Requirements
Reproduce the entire piece about life as a Production Manager word for word, from its first line to its last.

Article
There’s something nobody tells you about being a Production Manager.
Your phone becomes your enemy.
It doesn’t ring to greet you.
It rings to request.
“Production Manager, we need 20,000.”
Five minutes later
“Production Manager, we need 6,000.”
Before you breathe
“Production Manager, this is urgent.”
And you’re standing there thinking: urgent for who?
There were days I felt powerful.
Walking around set. Checking things. Watching everything move like a system.
There were days I felt invisible.
Like everything was happening around me but nobody saw the pressure sitting on my shoulders.
There were moments I was happy — especially when a scene came out clean. When the director nodded slightly at the monitor. When everyone relaxed after a successful take.
Those small victories felt loud inside me.
Then there were moments I was frustrated.
Not loud frustration.
The quiet one.
The one where you smile outside but inside you’re calculating money, time, people, expectations.
Sometimes I felt like giving up.
Not because the work was too much.
But because the responsibility was heavy.
When money is involved, everything feels heavier.
When people say, “Production Manager, we need…” they are not just asking for cash.
They are asking for solution.
And sometimes I wanted to say, “I am also human.”

Information provided
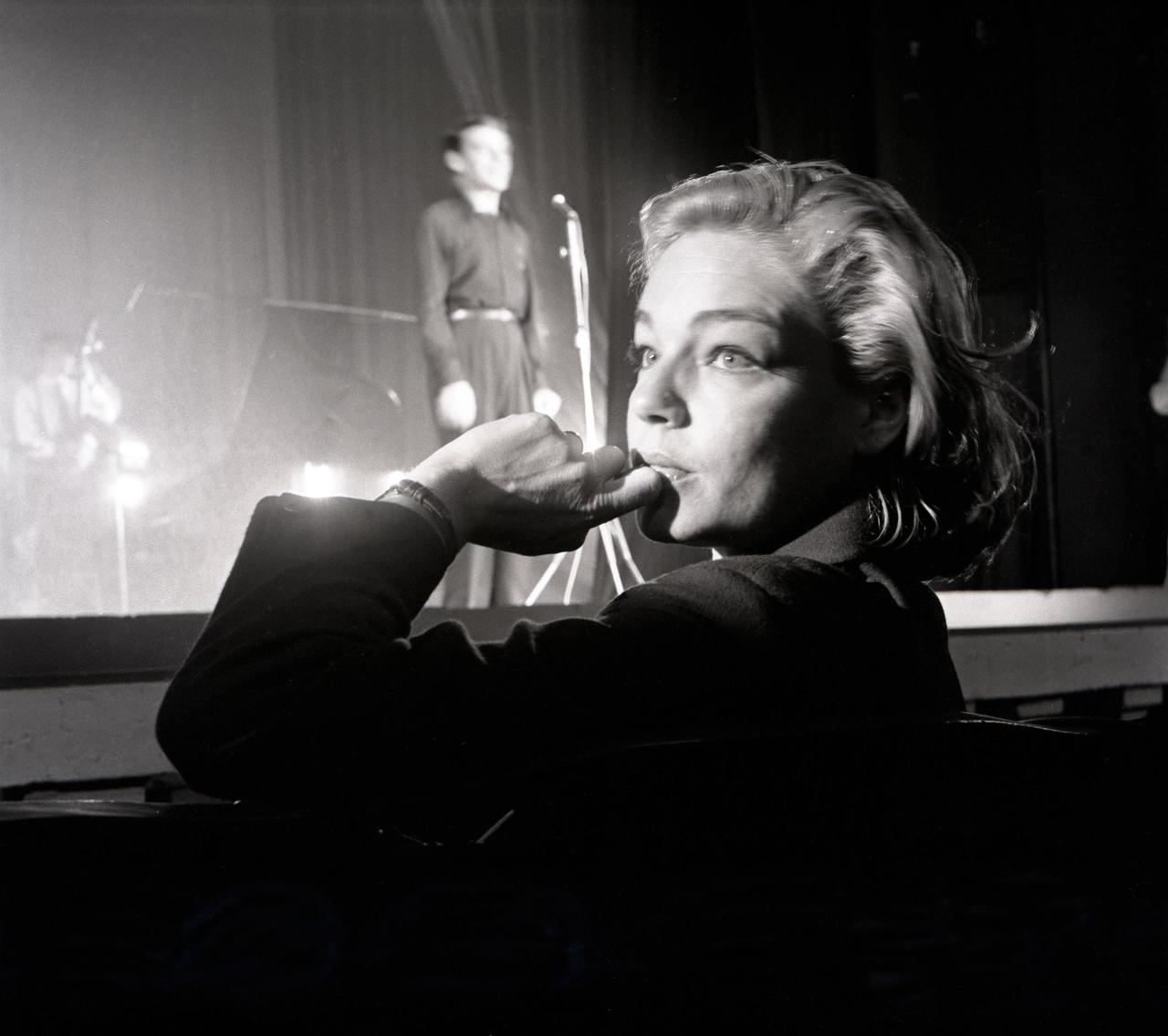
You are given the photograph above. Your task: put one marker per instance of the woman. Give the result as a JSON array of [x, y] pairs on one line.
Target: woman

Solution to this task
There’s something nobody tells you about being a Production Manager.
Your phone becomes your enemy.
It doesn’t ring to greet you.
It rings to request.
“Production Manager, we need 20,000.”
Five minutes later
“Production Manager, we need 6,000.”
Before you breathe
“Production Manager, this is urgent.”
And you’re standing there thinking: urgent for who?
There were days I felt powerful.
Walking around set. Checking things. Watching everything move like a system.
There were days I felt invisible.
Like everything was happening around me but nobody saw the pressure sitting on my shoulders.
There were moments I was happy — especially when a scene came out clean. When the director nodded slightly at the monitor. When everyone relaxed after a successful take.
Those small victories felt loud inside me.
Then there were moments I was frustrated.
Not loud frustration.
The quiet one.
The one where you smile outside but inside you’re calculating money, time, people, expectations.
Sometimes I felt like giving up.
Not because the work was too much.
But because the responsibility was heavy.
When money is involved, everything feels heavier.
When people say, “Production Manager, we need…” they are not just asking for cash.
They are asking for solution.
And sometimes I wanted to say, “I am also human.”